• [SOURCE EXTRACT]:
☆ ☆ ☆ ☆ ☆
If that’s the case, SARS-CoV-2 may end up a victim of its own success. The Omicron subvariants BQ.1 and BQ1.1 appear capable of spreading up to twice as fast as BA.5, according to laboratory data. But their takeover in the U.S. has been slow and halting, perhaps because they’re slogging through a morass of immunity to the Omicron family. That alone makes it less likely that any single Omicron subvariant will re-create the sudden surge of late 2021 anytime soon. In South Africa and the United Kingdom, for instance, different iterations of Omicron seem to have triggered just modest bumps in sickness in recent months. (That said, those countries—with their distinct demographics and vaccination and infection histories—aren’t a perfect bellwether for the U.S.)

For an Omicron 2021 redux to happen, SARS-CoV-2 might need to undergo a substantial genetic makeover—which Abdool Karim thinks would be very difficult for the virus to manage. In theory, there are only so many ways that SARS-CoV-2 can scramble its appearance while retaining its ability to latch onto our cells; by now, its options should be somewhat slimmed. And the longer the Omicron line of succession persists, the tougher it may be to upend. “It’s just getting harder to compete,” Hill told me.

But the world has gotten overconfident before. Even if SARS-CoV-2 doesn’t produce a brand-new version of itself, low uptake of the bivalent vaccine could allow our defenses to wither, driving a surge all the same, Truelove told me. Our transmission-dampening behaviors, too, are slacker than they’ve been since the pandemic’s start. This time last year, 50 to 60 percent of Americans were regularly wearing masks. The latest figures, many of them several months old, are closer to 30 percent. “The more opportunities you give the virus to get into somebody,” Hill said, “the more chances you give it to get the group of mutations that could help it take off.” Immunocompromised people who remain chronically infected with older variants, such as Alpha or Delta, could also become the sites of new viral offshoots. (That may be how the world got Omicron to begin with.)
☆ ☆ ☆ ☆ ☆
Stored data
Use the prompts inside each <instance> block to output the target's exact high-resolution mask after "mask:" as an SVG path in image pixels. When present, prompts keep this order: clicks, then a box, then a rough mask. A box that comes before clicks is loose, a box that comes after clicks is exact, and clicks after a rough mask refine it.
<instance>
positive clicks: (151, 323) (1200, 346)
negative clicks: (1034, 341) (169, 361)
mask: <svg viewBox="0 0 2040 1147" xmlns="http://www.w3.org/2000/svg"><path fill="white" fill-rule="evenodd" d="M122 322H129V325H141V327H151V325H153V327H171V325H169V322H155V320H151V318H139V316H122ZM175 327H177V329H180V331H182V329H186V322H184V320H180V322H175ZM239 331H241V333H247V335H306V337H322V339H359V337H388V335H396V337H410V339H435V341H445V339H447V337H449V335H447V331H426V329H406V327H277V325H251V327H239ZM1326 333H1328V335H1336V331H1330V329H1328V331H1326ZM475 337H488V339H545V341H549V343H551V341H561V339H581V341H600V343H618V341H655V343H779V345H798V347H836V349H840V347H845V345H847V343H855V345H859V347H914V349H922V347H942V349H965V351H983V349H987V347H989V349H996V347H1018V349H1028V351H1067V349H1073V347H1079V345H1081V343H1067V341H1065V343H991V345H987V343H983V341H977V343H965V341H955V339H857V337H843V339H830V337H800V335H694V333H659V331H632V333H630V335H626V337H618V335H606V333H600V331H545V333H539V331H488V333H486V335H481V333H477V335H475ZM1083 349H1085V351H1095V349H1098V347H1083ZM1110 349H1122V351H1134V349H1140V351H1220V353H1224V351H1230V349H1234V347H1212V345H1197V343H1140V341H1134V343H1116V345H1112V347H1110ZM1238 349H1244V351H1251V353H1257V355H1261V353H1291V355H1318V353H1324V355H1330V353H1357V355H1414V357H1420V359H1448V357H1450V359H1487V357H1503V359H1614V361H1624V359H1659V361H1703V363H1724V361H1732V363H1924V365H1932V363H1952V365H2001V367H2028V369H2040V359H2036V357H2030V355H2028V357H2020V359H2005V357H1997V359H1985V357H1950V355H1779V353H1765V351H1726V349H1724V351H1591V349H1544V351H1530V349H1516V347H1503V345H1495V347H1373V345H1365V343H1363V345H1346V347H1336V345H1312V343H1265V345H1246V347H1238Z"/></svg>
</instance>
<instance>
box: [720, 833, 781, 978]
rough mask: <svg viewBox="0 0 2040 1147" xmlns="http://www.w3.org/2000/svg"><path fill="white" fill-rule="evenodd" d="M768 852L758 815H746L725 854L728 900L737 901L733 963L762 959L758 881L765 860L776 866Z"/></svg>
☆ ☆ ☆ ☆ ☆
• [INSTRUCTIONS]:
1. From the passage on Omicron subvariants above, reproduce the part that opens with the words containing "But the world" and closes with "to begin with.)", substituting "updated booster" for "bivalent vaccine".
2. Translate this sentence from the passage on Omicron subvariants into Spanish: "This time last year, 50 to 60 percent of Americans were regularly wearing masks."

• [RESPONSES FOR EACH TASK]:
1.
But the world has gotten overconfident before. Even if SARS-CoV-2 doesn’t produce a brand-new version of itself, low uptake of the updated booster could allow our defenses to wither, driving a surge all the same, Truelove told me. Our transmission-dampening behaviors, too, are slacker than they’ve been since the pandemic’s start. This time last year, 50 to 60 percent of Americans were regularly wearing masks. The latest figures, many of them several months old, are closer to 30 percent. “The more opportunities you give the virus to get into somebody,” Hill said, “the more chances you give it to get the group of mutations that could help it take off.” Immunocompromised people who remain chronically infected with older variants, such as Alpha or Delta, could also become the sites of new viral offshoots. (That may be how the world got Omicron to begin with.)

2. En esta misma época del año pasado, entre el 50 y el 60 por ciento de los estadounidenses usaban mascarilla con regularidad.